Materials provided>
** Begin **

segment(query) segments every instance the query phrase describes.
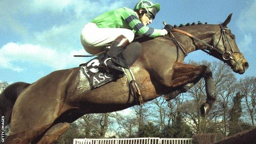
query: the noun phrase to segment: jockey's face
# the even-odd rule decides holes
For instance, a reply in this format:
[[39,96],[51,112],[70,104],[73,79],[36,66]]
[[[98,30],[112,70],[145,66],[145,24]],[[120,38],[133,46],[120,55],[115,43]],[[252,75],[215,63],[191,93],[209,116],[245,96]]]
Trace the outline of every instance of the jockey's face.
[[[141,9],[139,12],[141,14],[142,12],[142,10]],[[144,25],[147,25],[152,23],[152,20],[150,20],[149,17],[147,16],[146,14],[144,14],[143,16],[141,18],[139,18],[139,20],[142,22],[142,23]]]

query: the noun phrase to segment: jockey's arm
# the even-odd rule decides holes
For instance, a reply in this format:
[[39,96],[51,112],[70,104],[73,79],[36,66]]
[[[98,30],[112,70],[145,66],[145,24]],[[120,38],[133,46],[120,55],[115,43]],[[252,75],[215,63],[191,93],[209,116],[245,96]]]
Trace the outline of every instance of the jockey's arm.
[[167,34],[165,29],[155,29],[144,25],[137,16],[129,11],[123,11],[122,16],[131,28],[143,36],[154,38]]

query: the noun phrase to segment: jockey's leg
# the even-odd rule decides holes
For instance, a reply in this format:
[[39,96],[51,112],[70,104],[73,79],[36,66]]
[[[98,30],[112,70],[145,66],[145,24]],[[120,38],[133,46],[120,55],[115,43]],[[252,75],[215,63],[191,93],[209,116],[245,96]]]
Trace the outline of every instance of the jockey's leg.
[[130,30],[121,28],[99,28],[95,23],[89,23],[85,25],[82,30],[81,42],[87,52],[95,55],[96,53],[94,51],[99,50],[105,51],[106,49],[105,48],[110,46],[112,42],[121,35],[124,36],[130,43],[134,38],[134,33]]
[[98,28],[95,24],[89,23],[85,26],[82,31],[81,41],[86,50],[88,46],[91,48],[95,47],[96,48],[112,43],[105,57],[111,57],[112,61],[107,61],[105,63],[103,62],[98,67],[98,69],[101,72],[110,71],[111,69],[114,71],[114,68],[117,66],[116,64],[118,66],[121,66],[127,68],[130,66],[129,64],[126,62],[122,52],[133,40],[134,38],[134,34],[130,30]]

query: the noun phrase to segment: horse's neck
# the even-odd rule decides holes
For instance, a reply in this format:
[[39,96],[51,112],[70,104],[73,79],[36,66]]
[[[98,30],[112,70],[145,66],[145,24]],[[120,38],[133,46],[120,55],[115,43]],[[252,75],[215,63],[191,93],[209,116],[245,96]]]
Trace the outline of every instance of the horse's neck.
[[[179,29],[188,32],[211,45],[213,35],[219,31],[219,26],[217,25],[200,25],[183,27]],[[206,46],[201,42],[191,39],[184,34],[179,35],[181,36],[179,39],[180,42],[186,45],[186,46],[184,47],[185,51],[187,53],[196,50],[207,48]]]

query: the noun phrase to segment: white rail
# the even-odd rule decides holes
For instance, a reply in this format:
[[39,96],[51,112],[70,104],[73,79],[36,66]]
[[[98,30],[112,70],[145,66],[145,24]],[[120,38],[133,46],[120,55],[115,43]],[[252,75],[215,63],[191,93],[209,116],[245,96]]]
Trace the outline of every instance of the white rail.
[[158,137],[75,139],[73,144],[192,144],[192,139]]

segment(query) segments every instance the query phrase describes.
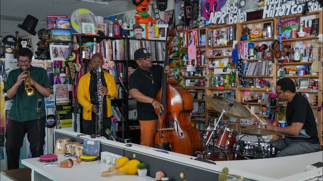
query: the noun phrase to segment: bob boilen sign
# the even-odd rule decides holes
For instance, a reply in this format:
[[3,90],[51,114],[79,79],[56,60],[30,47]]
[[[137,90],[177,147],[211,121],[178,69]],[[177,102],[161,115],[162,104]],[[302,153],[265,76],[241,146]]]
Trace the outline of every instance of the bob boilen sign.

** End **

Problem to work on> Please rewrite all of the material above as a Markdown table with the columns "No." and "Line", giving each nonblank line its own numbered row. Leave out blank lines and the pictures.

Written response>
| No. | Line |
|---|---|
| 1 | segment(query) segments every instance the query phrase describes. |
| 2 | query: the noun phrase to segment: jockey's face |
| 3 | # the even-odd rule decides holes |
| 4 | For instance, a reply in this format: |
| 5 | [[39,96],[51,112],[70,104],[73,79],[36,66]] |
| 6 | [[[98,30],[112,70],[145,66],[145,24]],[[120,38],[133,46],[120,55],[115,43]],[[252,75],[215,63],[191,93],[209,116],[245,96]]] |
| 7 | Trace the outline of every instance of the jockey's face. |
| 8 | [[[141,9],[139,12],[141,14],[142,12],[142,10]],[[144,25],[147,25],[152,23],[152,20],[150,20],[149,17],[147,16],[146,14],[144,14],[143,16],[141,18],[139,18],[139,20],[142,22],[142,23]]] |
| 9 | query: the noun phrase to segment: jockey's arm |
| 10 | # the even-odd rule decides holes |
| 11 | For instance, a reply in this format: |
| 12 | [[39,96],[51,112],[70,104],[73,79],[36,66]] |
| 13 | [[[98,30],[112,70],[145,66],[145,24]],[[120,38],[133,46],[120,55],[115,43]],[[252,75],[215,63],[191,93],[209,116],[245,96]]] |
| 14 | Trace the outline of every instance of the jockey's arm. |
| 15 | [[167,34],[165,29],[155,29],[144,25],[137,16],[129,11],[123,11],[122,16],[131,28],[143,36],[154,38]] |
| 16 | query: the noun phrase to segment: jockey's leg |
| 17 | # the even-odd rule decides holes |
| 18 | For instance, a reply in this format: |
| 19 | [[39,96],[51,112],[70,104],[73,79],[36,66]] |
| 20 | [[[98,30],[112,70],[145,66],[145,24]],[[120,38],[133,46],[120,55],[115,43]],[[252,75],[215,63],[191,93],[209,116],[245,96]]] |
| 21 | Trace the outline of every instance of the jockey's leg. |
| 22 | [[130,30],[121,28],[99,28],[95,23],[89,23],[85,25],[82,30],[81,42],[87,52],[95,55],[96,53],[94,51],[99,50],[105,51],[106,49],[105,48],[110,46],[112,42],[121,35],[124,36],[130,43],[134,38],[134,33]] |
| 23 | [[98,28],[95,24],[89,23],[85,26],[82,31],[81,41],[86,50],[88,46],[91,48],[95,47],[96,48],[112,43],[105,57],[111,57],[112,61],[107,61],[105,63],[103,62],[98,67],[98,69],[101,72],[110,71],[111,69],[114,71],[114,68],[117,66],[116,64],[118,66],[121,66],[127,68],[130,66],[129,64],[126,62],[122,52],[133,40],[134,38],[134,34],[130,30]] |
| 24 | query: the noun phrase to segment: horse's neck |
| 25 | # the even-odd rule decides holes |
| 26 | For instance, a reply in this format: |
| 27 | [[39,96],[51,112],[70,104],[73,79],[36,66]] |
| 28 | [[[98,30],[112,70],[145,66],[145,24]],[[120,38],[133,46],[120,55],[115,43]],[[252,75],[215,63],[191,93],[209,116],[245,96]]] |
| 29 | Trace the outline of every instance of the horse's neck. |
| 30 | [[[179,29],[188,32],[211,45],[213,35],[219,31],[219,26],[217,25],[200,25],[183,27]],[[206,46],[201,42],[191,39],[184,34],[179,35],[181,36],[179,39],[180,42],[186,45],[186,46],[184,47],[185,51],[187,53],[196,50],[207,48]]] |
| 31 | query: the noun phrase to segment: white rail |
| 32 | # the even-odd rule decides holes |
| 33 | For instance, a reply in this format: |
| 34 | [[39,96],[51,112],[70,104],[73,79],[36,66]] |
| 35 | [[[98,30],[112,70],[145,66],[145,24]],[[120,38],[133,46],[120,55],[115,43]],[[252,75],[215,63],[191,93],[209,116],[245,96]]] |
| 36 | Trace the outline of every instance of the white rail. |
| 37 | [[158,137],[75,139],[73,144],[192,144],[192,139]] |
| 38 | segment(query) segments every instance the query phrase describes. |
| 39 | query: the noun phrase to segment: bob boilen sign |
| 40 | # the even-odd rule decides holes |
| 41 | For instance, a reply in this format: |
| 42 | [[3,90],[51,114],[79,79],[56,60],[30,47]] |
| 43 | [[[137,90],[177,147],[211,121],[178,69]],[[177,102],[161,115],[162,104]],[[302,153],[265,76],[241,146]]] |
| 44 | Trace the outline of every instance of the bob boilen sign. |